:: TEXT SECTION ::

The energy-error comparison uses an absolute relative error scale so the higher-accuracy methods remain visible next to Euler.
Two-Body Sun-Earth System
Our Sun and Earth files in the directory examples/two_body/sun_earth/, each plot the orbit of the Earth (blue line) around the Sun (red) over $25$ years, using a different iteration method. The simulation initializes Earth $1 AU$ along the x-axis from the Sun at the origin. We use a high number of steps, $N=1000$, to maximize integration accuracy. $25$ years is chosen because it spans multiple orbital periods and exposes long-term integration errors.
Euler Method
The Euler Method does not illustrate the full $25$ periods. The Earth also spirals out immediately, conserving very little total mechanical energy - leading to rapid orbital divergence. Therefore, the Euler method is not an accurate technique, so methods with a higher-order or greater resolution are required to trace-out celestial dynamics better. Euler fails due to accumulating first-order errors that destabilize the system rapidly, especially in energy-conserving dynamics like orbital motion.
Below is the code output which includes the energy ratio:
Two-Body System Simulation Euler Method Results:
Body a mass: 1.99e+30 kg
Body b mass: 5.97e+24 kg
Total simulation time: 25.00 years
Time steps: 1000
Time step size: 9.13 days
Initial separation: 1.000 AU
Final separation: 10.296 AU
Energy conservation ratio: 0.145946
Midpoint Method
Output:
Two-Body System Simulation Midpoint Method Results:
Body a mass: 1.99e+30 kg
Body b mass: 5.97e+24 kg
Total simulation time: 25.00 years
Time steps: 1000
Time step size: 9.13 days
Initial separation: 1.000 AU
Final separation: 1.055 AU
Energy conservation ratio: 0.942958
Heun's Method
Heun’s method shows slightly less accuracy than the midpoint method in terms of final orbital radius and energy conservation. $\approx 15%$ of total energy is lost after $25$ years, compared to $\approx 6%$ for the midpoint method.
Output:
Two-Body System Simulation Heun's Method Results:
Body a mass: 1.99e+30 kg
Body b mass: 5.97e+24 kg
Total simulation time: 25.00 years
Time steps: 1000
Time step size: 9.13 days
Initial separation: 1.000 AU
Final separation: 1.219 AU
Energy conservation ratio: 0.849014
Runge-Kutta Method
The most accurate technique by far, as the orbit shows no noticeable perturbations or shifts.
Output:
Two-Body System Simulation Runge-Kutta Method Results:
Body a mass: 1.99e+30 kg
Body b mass: 5.97e+24 kg
Total simulation time: 25.00 years
Time steps: 1000
Time step size: 9.13 days
Initial separation: 1.000 AU
Final separation: 1.000 AU
Energy conservation ratio: 1.000422
Velocity Verlet Method
Velocity Verlet is a second-order symplectic method. For the Sun-Earth example it keeps the orbit close to circular and preserves energy well over the same 25-year horizon. Its main value is long-term qualitative stability: even when RK4 has a smaller local error, Verlet is often a better baseline for conservative orbital systems.

:::
:: RECORD EXTRACTS ::

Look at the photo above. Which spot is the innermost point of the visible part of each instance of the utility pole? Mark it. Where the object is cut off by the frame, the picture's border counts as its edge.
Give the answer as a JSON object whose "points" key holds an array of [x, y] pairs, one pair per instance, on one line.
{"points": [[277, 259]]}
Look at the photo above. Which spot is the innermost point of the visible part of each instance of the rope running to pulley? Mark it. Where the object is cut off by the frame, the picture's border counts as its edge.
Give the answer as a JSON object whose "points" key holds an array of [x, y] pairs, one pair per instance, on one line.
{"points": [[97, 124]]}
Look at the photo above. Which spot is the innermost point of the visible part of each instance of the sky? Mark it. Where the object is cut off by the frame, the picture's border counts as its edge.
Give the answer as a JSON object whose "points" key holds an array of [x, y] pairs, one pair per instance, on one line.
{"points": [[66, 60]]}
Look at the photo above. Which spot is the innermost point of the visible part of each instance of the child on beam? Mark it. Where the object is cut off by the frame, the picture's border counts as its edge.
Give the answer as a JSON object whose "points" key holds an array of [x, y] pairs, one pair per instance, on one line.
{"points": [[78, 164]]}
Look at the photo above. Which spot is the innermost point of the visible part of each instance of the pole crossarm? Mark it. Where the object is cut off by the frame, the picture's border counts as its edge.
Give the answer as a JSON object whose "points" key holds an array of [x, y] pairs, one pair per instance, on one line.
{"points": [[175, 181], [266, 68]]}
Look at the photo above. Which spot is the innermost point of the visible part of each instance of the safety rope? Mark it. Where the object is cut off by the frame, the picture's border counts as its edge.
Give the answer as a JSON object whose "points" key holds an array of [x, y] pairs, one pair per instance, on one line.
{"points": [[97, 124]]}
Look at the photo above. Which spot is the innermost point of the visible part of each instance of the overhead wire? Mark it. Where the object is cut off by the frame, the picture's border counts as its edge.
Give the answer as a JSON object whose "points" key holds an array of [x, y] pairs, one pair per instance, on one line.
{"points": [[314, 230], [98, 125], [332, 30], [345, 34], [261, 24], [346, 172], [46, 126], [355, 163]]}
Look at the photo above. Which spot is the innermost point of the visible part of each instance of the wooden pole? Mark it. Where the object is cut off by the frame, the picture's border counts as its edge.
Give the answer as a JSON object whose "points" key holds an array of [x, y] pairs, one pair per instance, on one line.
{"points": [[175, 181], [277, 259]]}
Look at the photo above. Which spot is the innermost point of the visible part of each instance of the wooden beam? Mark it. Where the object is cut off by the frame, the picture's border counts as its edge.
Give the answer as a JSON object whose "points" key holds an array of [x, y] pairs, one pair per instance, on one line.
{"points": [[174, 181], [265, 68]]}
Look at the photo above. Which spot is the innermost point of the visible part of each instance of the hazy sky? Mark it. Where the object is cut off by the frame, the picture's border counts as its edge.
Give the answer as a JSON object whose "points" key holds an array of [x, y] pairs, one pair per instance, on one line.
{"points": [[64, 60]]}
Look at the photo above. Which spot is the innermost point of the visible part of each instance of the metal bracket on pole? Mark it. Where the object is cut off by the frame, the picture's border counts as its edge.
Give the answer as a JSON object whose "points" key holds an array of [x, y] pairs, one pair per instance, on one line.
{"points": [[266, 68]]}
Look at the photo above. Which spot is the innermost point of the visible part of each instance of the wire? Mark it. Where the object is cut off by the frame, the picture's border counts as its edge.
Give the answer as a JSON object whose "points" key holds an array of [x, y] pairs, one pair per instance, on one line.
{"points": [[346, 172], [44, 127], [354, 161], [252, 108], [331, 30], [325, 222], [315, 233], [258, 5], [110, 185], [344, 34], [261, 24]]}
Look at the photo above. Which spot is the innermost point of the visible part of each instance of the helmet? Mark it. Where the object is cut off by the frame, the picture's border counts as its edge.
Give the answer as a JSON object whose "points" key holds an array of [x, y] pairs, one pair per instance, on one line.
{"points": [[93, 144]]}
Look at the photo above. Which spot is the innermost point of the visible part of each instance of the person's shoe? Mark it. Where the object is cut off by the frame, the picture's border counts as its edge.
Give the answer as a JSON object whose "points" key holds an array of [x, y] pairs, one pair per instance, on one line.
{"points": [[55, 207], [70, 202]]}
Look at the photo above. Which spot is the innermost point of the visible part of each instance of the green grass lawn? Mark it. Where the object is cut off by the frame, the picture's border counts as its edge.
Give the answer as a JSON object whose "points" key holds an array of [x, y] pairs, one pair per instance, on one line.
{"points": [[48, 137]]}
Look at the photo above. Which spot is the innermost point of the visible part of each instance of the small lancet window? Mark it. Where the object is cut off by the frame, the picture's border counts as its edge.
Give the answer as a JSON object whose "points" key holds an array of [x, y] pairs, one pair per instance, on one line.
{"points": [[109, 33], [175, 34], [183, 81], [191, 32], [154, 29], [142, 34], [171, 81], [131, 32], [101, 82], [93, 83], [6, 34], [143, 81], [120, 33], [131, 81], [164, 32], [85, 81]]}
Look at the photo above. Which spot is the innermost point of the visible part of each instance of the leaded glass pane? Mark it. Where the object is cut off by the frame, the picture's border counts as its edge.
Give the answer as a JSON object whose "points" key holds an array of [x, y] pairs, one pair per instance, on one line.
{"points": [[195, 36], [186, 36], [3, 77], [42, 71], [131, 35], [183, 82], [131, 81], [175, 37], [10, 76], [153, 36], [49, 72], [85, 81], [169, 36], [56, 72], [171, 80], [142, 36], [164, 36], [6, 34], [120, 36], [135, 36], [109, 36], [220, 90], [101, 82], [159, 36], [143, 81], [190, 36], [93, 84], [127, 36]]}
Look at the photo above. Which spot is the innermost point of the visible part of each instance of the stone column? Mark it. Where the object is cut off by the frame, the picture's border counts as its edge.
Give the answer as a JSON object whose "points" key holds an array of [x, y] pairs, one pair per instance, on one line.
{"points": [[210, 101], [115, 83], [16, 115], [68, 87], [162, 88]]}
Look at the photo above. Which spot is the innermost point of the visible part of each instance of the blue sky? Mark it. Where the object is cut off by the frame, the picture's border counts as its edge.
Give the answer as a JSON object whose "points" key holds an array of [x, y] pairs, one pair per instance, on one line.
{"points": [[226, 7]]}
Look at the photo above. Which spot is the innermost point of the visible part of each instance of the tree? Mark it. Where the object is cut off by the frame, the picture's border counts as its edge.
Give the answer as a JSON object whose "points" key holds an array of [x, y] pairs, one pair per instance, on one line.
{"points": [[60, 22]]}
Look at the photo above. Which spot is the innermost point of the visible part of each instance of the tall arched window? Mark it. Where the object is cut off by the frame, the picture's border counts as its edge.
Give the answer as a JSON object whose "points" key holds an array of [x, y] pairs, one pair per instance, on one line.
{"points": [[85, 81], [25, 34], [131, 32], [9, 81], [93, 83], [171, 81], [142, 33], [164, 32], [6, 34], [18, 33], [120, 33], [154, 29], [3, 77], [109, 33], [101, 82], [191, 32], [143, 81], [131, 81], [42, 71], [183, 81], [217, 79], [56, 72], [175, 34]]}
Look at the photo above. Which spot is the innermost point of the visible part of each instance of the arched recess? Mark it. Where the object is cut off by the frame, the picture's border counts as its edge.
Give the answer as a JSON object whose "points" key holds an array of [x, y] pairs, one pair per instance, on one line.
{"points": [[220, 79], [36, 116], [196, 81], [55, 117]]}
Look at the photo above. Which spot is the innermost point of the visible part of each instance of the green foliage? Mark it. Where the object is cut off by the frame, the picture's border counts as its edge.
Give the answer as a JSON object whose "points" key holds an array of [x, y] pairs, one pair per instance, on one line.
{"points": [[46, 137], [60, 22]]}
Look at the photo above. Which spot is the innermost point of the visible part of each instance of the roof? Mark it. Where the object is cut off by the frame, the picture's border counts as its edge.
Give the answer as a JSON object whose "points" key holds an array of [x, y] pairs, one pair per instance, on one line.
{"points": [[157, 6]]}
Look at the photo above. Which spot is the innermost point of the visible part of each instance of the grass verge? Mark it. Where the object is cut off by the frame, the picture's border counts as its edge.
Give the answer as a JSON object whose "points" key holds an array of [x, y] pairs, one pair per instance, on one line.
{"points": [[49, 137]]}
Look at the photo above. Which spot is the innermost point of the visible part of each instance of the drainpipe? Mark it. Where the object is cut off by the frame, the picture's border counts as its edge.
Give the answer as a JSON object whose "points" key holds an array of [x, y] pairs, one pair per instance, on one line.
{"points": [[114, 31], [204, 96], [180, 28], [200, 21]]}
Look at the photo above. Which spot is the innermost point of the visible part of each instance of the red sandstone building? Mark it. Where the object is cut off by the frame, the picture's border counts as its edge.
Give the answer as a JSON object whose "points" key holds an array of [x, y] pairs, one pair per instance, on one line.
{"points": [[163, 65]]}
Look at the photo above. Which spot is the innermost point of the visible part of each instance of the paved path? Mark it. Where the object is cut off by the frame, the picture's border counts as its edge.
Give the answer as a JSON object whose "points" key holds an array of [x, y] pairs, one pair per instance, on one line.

:::

| EXERCISES TO COMPLETE |
1: Rewrite the entries as a numbered list with no blank lines, starting at the line that contains "of the paved" and ending with the last line of the entries.
2: Write the next part of the text on integration methods for the Sun-Earth orbit, picking up after its final sentence.
The entries are unrelated to the text.

| ANSWERS GIVEN |
1:
1. Look at the photo above. Which spot is the innermost point of the visible part of each instance of the paved path? Mark it. Where the object is cut off by the frame, the picture's border counts as its edge.
2. Give the answer as a JSON object whose "points" key holds an array of [x, y] pairs, one pair per instance, on one line.

2:
Three-Body Systems
We used the RK4 method for the three-body systems for accuracy. The example scripts are grouped under examples/three_body/ by model type: general/, special_solutions/, perturbations/, and restricted/.
Sun, Earth and Mars
Below illustrates the orbits of both the Earth and Mars around the Sun over a year. As the planets are far away enough, and as the sun is a lot more massive, the orbits appear to be stable until errors in the Runge-Kutta method cause the system to spiral.
Earth, Moon and Spacecraft
Another example illustrates an orbiting spacecraft between the Earth and moon. The spacecraft appears to have an unstable orbit because it is so much lighter than the celestials. Making small changes in the spacecraft's initial position and velocity drastically changes its orbit. For longer periods of time, the spacecraft escapes the Earth–Moon system due to unstable gravitational perturbations.
Binary with a Distant Third Body
The hierarchical triple example places two solar-mass stars in a close binary and a Jupiter-mass body on a much wider outer orbit. Over five years, the binary separation remains close to $0.2 AU$ while the third body traces a wider path around the pair.
Figure-8 Solution
A stable solution to the three-body problem exists where three identical massive bodies follow each other in a figure-8 pattern. Each body trails the previous by one-third of the orbital period, forming a periodic figure-8 path "choreography".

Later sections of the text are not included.